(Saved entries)
☆ ☆ ☆ ☆

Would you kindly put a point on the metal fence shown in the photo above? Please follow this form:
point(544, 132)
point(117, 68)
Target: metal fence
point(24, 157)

☆ ☆ ☆ ☆

To do: Please retype all of the records above exactly as they are.

Completed exercise:
Would you kindly put a point on the metal fence shown in the photo above? Please follow this form:
point(544, 132)
point(117, 68)
Target: metal fence
point(24, 157)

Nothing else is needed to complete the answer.